* **WORK REQUIRED**
Please copy all of the data below word for word, leaving out the pictures.

* **RAW RECORDS**
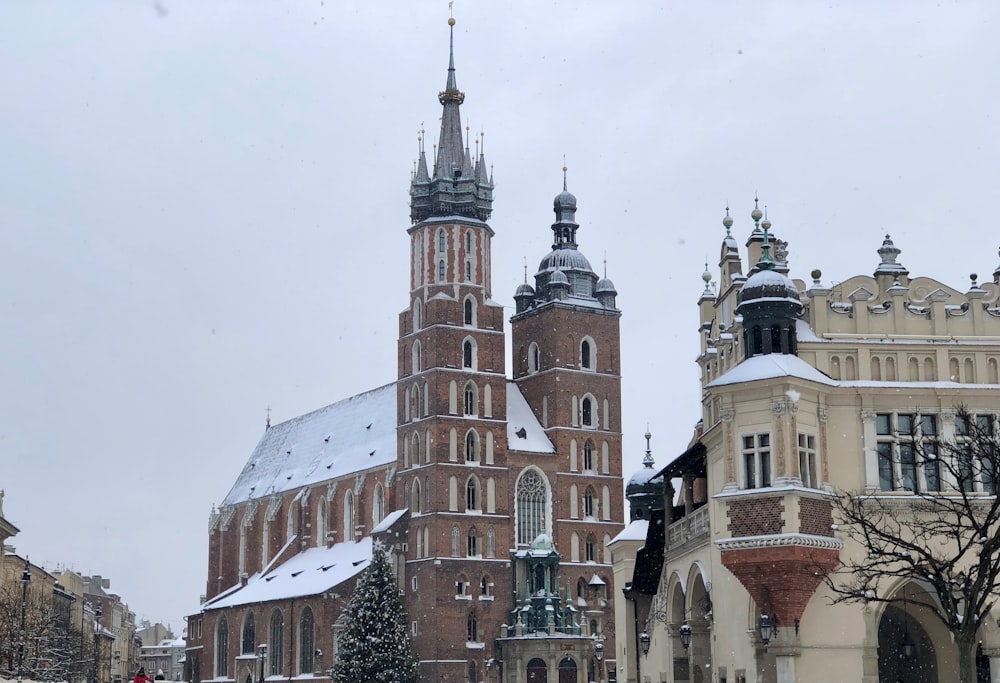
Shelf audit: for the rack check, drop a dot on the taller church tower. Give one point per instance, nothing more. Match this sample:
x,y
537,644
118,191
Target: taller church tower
x,y
513,488
452,409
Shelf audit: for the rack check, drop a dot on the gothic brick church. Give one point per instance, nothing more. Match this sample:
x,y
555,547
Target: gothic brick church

* **SOLUTION**
Shelf audit: for the rack check, drop a dot on the taller church tower. Give one point per instance, nothing more. Match this sample:
x,y
537,644
118,191
Target: taller church tower
x,y
513,488
452,409
Shelf audit: for the rack check, drop a dot on the gothic brick church. Give one point per instance, nothing more. Match this sample:
x,y
555,547
Target: gothic brick church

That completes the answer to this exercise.